WRITTEN INSTRUCTION:
Shift every bounding box coordinate in the answers by adding -141 to it, and copy out each line in the stretch from the line containing "identify the flower" through the line containing "[0,109,598,272]", wording and answers alike. Reproduce only those entries.

AVAILABLE DATA:
* * * * * * *
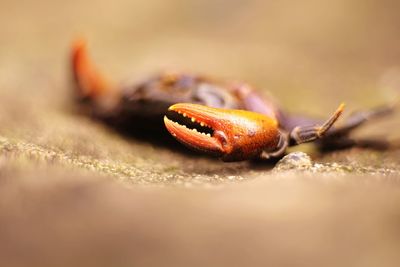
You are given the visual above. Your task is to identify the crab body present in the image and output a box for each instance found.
[72,41,394,161]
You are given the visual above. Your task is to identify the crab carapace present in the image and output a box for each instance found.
[71,40,395,161]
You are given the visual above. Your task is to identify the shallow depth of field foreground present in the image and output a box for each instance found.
[0,0,400,267]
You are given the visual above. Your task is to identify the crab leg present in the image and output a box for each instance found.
[290,103,344,145]
[71,39,116,105]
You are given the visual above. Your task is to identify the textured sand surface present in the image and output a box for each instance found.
[0,0,400,266]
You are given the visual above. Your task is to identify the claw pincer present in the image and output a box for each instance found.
[164,103,280,161]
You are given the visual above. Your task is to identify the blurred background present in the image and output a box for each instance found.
[0,0,400,266]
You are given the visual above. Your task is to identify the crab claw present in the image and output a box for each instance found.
[164,103,280,161]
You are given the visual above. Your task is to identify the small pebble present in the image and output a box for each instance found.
[274,152,313,171]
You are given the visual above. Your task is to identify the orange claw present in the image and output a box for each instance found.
[164,103,280,161]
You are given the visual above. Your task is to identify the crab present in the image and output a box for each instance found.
[71,40,396,161]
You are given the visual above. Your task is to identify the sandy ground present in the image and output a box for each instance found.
[0,0,400,266]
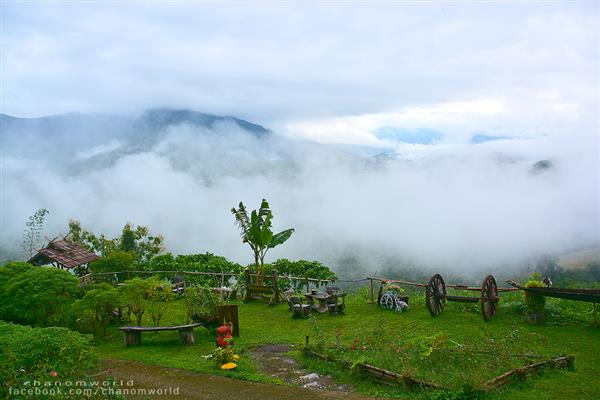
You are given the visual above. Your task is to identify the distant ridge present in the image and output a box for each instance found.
[135,108,271,137]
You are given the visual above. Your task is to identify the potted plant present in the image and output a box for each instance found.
[386,285,408,304]
[525,280,546,324]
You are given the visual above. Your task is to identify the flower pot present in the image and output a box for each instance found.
[527,311,546,325]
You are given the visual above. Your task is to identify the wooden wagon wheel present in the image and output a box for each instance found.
[379,293,396,310]
[481,275,500,321]
[425,274,446,317]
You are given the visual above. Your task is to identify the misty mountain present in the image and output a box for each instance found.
[0,109,271,163]
[0,109,360,184]
[0,109,598,272]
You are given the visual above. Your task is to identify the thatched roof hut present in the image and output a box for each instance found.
[27,238,100,270]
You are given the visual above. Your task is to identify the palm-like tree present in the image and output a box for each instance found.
[231,199,294,274]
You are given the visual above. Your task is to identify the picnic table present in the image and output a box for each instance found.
[304,292,331,313]
[304,292,346,314]
[119,323,205,346]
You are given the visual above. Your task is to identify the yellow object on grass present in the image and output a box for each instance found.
[221,363,237,369]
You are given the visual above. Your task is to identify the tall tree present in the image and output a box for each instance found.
[21,208,50,260]
[67,220,164,261]
[231,199,294,274]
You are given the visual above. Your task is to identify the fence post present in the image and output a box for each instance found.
[243,269,252,303]
[269,268,280,305]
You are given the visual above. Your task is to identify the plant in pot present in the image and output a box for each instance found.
[525,280,546,324]
[386,285,408,304]
[183,287,224,328]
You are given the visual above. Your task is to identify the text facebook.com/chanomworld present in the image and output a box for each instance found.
[8,380,179,397]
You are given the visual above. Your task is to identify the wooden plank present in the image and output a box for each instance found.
[445,290,481,303]
[118,323,204,332]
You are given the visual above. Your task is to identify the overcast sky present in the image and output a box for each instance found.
[1,0,600,144]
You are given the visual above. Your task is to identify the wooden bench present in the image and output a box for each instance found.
[119,323,204,346]
[327,293,347,315]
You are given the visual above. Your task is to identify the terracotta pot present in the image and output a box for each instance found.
[527,311,546,325]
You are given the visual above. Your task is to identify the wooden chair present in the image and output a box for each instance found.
[327,292,347,315]
[290,296,310,318]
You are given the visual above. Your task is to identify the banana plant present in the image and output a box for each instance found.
[231,199,294,275]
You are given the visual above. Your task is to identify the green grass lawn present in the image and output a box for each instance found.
[98,293,600,400]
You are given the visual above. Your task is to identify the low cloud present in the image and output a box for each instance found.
[2,118,600,273]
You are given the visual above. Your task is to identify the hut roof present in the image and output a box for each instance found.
[27,239,100,268]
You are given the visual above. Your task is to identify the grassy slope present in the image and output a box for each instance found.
[99,297,600,400]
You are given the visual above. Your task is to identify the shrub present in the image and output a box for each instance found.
[525,280,546,313]
[183,287,223,322]
[90,251,135,272]
[0,267,79,326]
[0,321,98,398]
[119,278,154,325]
[140,253,243,287]
[0,261,33,282]
[72,283,121,335]
[146,280,175,326]
[265,258,337,291]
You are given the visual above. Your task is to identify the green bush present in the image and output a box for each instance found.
[0,267,79,326]
[72,283,121,335]
[0,321,98,398]
[262,258,337,291]
[525,280,546,313]
[146,280,175,326]
[90,251,135,272]
[183,287,223,322]
[0,261,33,288]
[119,278,155,326]
[140,253,244,287]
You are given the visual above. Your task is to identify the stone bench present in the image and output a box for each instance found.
[119,323,204,346]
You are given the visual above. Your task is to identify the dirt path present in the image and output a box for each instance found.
[104,360,372,400]
[251,344,353,392]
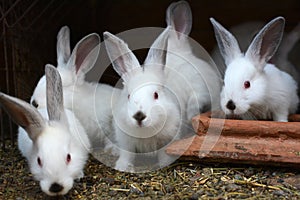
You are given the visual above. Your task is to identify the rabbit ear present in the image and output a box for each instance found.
[0,92,46,141]
[166,1,193,37]
[145,26,171,69]
[45,64,64,121]
[210,18,241,65]
[246,17,285,69]
[68,33,100,74]
[56,26,71,67]
[103,32,141,79]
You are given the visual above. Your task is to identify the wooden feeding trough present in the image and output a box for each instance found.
[166,113,300,168]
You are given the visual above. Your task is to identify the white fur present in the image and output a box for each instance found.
[18,109,90,196]
[166,1,221,123]
[31,27,119,152]
[0,66,90,196]
[211,17,299,121]
[104,29,182,172]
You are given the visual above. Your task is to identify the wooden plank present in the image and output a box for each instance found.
[166,111,300,168]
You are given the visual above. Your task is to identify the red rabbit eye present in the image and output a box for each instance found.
[244,81,251,89]
[66,154,71,163]
[153,92,158,99]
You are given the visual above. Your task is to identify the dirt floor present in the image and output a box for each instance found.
[0,142,300,200]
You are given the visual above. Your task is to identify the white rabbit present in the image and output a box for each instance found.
[210,17,299,121]
[31,27,118,155]
[104,28,181,172]
[0,66,90,196]
[211,21,264,76]
[166,1,222,122]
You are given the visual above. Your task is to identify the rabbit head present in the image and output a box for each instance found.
[30,26,100,109]
[210,17,285,115]
[104,28,176,137]
[0,65,90,196]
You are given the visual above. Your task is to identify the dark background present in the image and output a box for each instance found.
[0,0,300,145]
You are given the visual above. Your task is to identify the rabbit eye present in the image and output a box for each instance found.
[37,157,43,167]
[66,153,71,163]
[31,100,39,108]
[244,81,251,89]
[153,92,158,100]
* * * * * * *
RESULT FOR THIS TASK:
You are given the visual above. Your task is to identify the flower pot present in the image and output a box for each instance found.
[386,170,405,184]
You are given the visual above. Your task is to identify the wooden wagon wheel present in the image and output a box for each instance found.
[238,152,255,169]
[340,134,359,180]
[284,133,305,176]
You are given the visual above. Your task is to identify the misty mountain present in the image and output a box for each instance found.
[-141,-32,130,22]
[-141,-32,219,43]
[-141,-32,457,131]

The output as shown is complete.